> **DATA PROVIDED**
┌──

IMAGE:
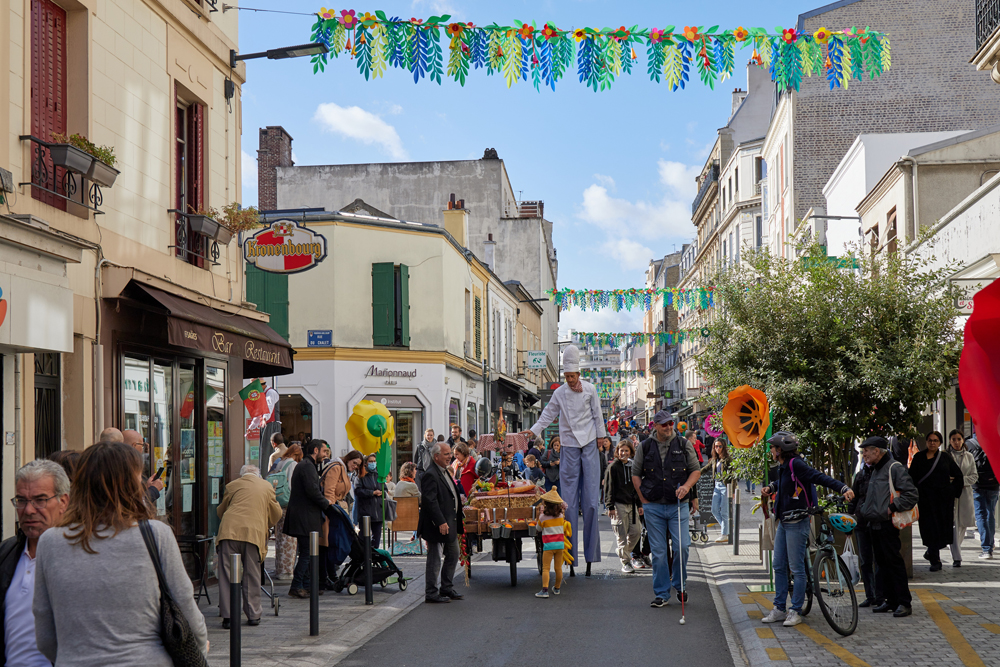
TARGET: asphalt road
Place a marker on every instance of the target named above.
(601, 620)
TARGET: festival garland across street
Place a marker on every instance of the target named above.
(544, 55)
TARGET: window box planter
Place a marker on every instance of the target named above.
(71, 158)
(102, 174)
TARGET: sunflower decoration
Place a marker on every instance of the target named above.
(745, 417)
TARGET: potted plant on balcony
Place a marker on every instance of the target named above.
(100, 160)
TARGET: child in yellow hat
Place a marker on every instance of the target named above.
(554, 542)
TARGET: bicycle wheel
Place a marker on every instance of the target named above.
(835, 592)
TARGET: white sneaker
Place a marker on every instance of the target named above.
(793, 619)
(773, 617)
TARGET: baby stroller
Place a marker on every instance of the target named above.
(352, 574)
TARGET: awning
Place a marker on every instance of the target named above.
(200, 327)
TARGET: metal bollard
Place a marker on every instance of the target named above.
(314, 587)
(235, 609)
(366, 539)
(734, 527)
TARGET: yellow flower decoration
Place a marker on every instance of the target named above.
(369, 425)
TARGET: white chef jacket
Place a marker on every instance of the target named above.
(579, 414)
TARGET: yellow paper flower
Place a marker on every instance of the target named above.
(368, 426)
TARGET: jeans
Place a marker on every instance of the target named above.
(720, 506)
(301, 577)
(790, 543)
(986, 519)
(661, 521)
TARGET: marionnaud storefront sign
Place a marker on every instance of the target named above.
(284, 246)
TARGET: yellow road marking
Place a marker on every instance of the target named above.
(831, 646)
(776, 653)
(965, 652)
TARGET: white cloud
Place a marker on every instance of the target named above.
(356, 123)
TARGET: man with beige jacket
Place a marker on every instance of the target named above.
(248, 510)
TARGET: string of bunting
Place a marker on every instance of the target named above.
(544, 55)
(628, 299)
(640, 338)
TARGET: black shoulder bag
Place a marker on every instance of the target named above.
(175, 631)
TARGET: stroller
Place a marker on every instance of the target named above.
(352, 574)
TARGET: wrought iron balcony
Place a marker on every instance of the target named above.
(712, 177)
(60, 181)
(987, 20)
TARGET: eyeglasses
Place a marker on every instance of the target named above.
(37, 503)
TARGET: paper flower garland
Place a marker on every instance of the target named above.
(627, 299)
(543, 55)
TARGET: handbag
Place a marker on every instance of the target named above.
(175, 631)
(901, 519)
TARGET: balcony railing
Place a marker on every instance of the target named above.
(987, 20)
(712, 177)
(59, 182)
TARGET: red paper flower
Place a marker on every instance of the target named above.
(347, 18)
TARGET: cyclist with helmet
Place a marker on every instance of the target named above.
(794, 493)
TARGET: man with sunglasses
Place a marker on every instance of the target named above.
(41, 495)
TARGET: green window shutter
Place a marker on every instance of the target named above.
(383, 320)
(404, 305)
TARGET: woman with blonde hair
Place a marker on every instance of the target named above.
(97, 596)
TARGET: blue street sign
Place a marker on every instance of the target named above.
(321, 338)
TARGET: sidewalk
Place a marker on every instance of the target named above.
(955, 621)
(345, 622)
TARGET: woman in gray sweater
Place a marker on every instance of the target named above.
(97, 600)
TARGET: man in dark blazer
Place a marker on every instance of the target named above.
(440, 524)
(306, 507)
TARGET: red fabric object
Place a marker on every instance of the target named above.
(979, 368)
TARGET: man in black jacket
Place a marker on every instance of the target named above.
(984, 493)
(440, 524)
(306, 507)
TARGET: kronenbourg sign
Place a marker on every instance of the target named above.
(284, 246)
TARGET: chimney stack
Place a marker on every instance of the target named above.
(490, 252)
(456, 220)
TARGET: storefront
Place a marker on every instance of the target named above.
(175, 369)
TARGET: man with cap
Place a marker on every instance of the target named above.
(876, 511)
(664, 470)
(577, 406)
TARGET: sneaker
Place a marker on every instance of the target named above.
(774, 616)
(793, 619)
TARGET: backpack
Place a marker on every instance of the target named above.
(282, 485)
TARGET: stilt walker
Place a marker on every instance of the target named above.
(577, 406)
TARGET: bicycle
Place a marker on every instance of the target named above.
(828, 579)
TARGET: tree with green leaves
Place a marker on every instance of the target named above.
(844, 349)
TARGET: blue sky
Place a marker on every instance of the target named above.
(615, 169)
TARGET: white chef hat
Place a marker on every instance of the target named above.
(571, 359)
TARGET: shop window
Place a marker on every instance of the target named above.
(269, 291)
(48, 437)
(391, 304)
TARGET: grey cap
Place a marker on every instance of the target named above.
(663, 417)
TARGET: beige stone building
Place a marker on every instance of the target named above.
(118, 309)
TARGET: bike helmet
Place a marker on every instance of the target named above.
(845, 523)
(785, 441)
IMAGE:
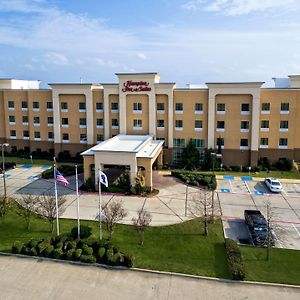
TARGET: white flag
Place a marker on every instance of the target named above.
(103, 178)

└──

> **WHAT THE TASK ASKS**
Output everything in the records above word for word, but not the pictures.

> **TASK RESULT**
IMAGE:
TARGET: asphalt road
Place a marker on every instance of the target named above.
(601, 620)
TARGET: festival garland across street
Place a marker on every instance of the target named above.
(544, 55)
TARGET: window box planter
Place a marker on every instance of the target named above.
(71, 158)
(102, 174)
TARGET: sunflower decoration
Place a marker on every instance of the target named above.
(745, 417)
TARGET: potted plant on balcony
Place a marker on every instance of the target named above.
(100, 160)
TARGET: child in yellow hat
Place a marker on every instance of the target named above.
(554, 542)
TARGET: bicycle wheel
Place a marker on every instance of the target named above.
(835, 592)
TARGET: white sneaker
Place a marker on every instance of the target named above.
(793, 619)
(773, 617)
TARGET: baby stroller
Place a marker on every instance of the target named above.
(352, 574)
TARGET: awning
Place a marker on every instance of the target named above.
(200, 327)
TARGET: metal bollard
Place a marker on every instance of the target named above.
(314, 587)
(235, 609)
(366, 539)
(734, 527)
TARGET: yellow flower decoration
Place a marker on every instance of the target named above.
(369, 425)
TARGET: white chef jacket
Place a marker on every instance of the target named above.
(579, 414)
TARGET: yellow paper flower
Place a marker on every instance of the target named above.
(368, 426)
TARGET: jeans
Place a marker on every instance of the target named above.
(720, 506)
(301, 577)
(790, 543)
(986, 519)
(661, 521)
TARGET: marionnaud storefront sign
Place a marker on every instance of the target named above.
(284, 246)
TARGET: yellow road marking
Place a marker on every instance of the target named above.
(831, 646)
(776, 653)
(965, 652)
TARGET: white cloud
Place a marker on every instance of the target named above.
(356, 123)
TARGET: man with beige jacket
Place a marker on every instance of the target named above.
(248, 510)
TARGET: string of bunting
Place a marker on every instance of the target named above.
(544, 55)
(628, 299)
(640, 338)
TARGET: black shoulder bag
Place a marker on every instance of the target named above.
(175, 631)
TARGET: stroller
Place a marker on every instance of the target named above.
(352, 574)
TARGET: wrought iron balcony
Place a marker on every instance of the target named above.
(712, 177)
(60, 181)
(987, 20)
TARGET: eyeglasses
Place a marker on every instance of the target named above.
(37, 503)
TARGET: paper flower garland
Place a marker on every instance of the target named above.
(627, 299)
(543, 55)
TARGET: handbag
Place a marker on every instance of the target named above.
(175, 631)
(901, 519)
TARGET: balcony railing
Place a marker on every instance of the target named above.
(987, 20)
(712, 177)
(59, 182)
TARGET: red paper flower
Place a marker on every instance of the target named above.
(347, 18)
TARGET: cyclist with helmet
Place a marker on every instance of the target named above.
(794, 493)
TARGET: man with sunglasses
Place a marker on every instance of the target named above.
(41, 495)
TARGET: green window shutter
Place a marker on every instance of the target named above.
(383, 320)
(404, 305)
TARGET: woman with blonde hair
Place a marker on every instance of the target named above.
(97, 596)
TARGET: blue street sign
Place a marker on every instance of the target named above.
(321, 338)
TARGET: sidewalk
Place a marker on every instance of the target named above.
(955, 621)
(345, 622)
TARGET: woman in gray sweater
Place a marker on every instance of the target named above.
(97, 600)
TARGET: man in dark blazer
Place a marker on every instance of the target named above.
(440, 524)
(306, 507)
TARGET: red fabric object
Place a marker on every instance of the target named above.
(979, 368)
TARGET: man in black jacket
Place a marker on every instance of the target named above.
(984, 493)
(440, 524)
(306, 507)
TARGET: kronenbourg sign
Place a marker on every instance of the target named above.
(284, 246)
TARGET: chimney stack
Place a marker on every instance of the target named above.
(490, 252)
(456, 220)
TARGET: storefront
Place a marker on every instance of the target named above.
(175, 369)
TARGET: man with cap
Place a marker on every instance of the target named above.
(876, 511)
(664, 470)
(577, 406)
TARGET: sneaker
Place a marker on every instance of the target named above.
(774, 616)
(793, 619)
TARGET: backpack
Place a marker on every instance of the target named above.
(282, 485)
TARGET: stilt walker
Place a marker on every instance of the target named above.
(577, 406)
TARGET: bicycle
Place a marker on every instance of the target named above.
(828, 579)
TARGET: tree with green leaves
Place a marker on every instance of the target named above.
(844, 349)
TARGET: blue sky
Place a marker on every instance of the target named above.
(615, 169)
TARGET: white chef hat
Place a marker on every instance of the target named above.
(571, 359)
TARGET: shop window
Place a marker on every instance of the target named above.
(269, 291)
(48, 437)
(391, 304)
TARGET: grey cap
Place a marker on every instance of the target named above.
(663, 417)
TARGET: beige stone building
Place a marker on every instance of the target named above.
(118, 309)
TARGET: bike helmet
Place a marker on every instance of the target named above.
(845, 523)
(785, 441)
IMAGE:
TARGET: white flag
Place a marker on every instance of the target named above.
(103, 178)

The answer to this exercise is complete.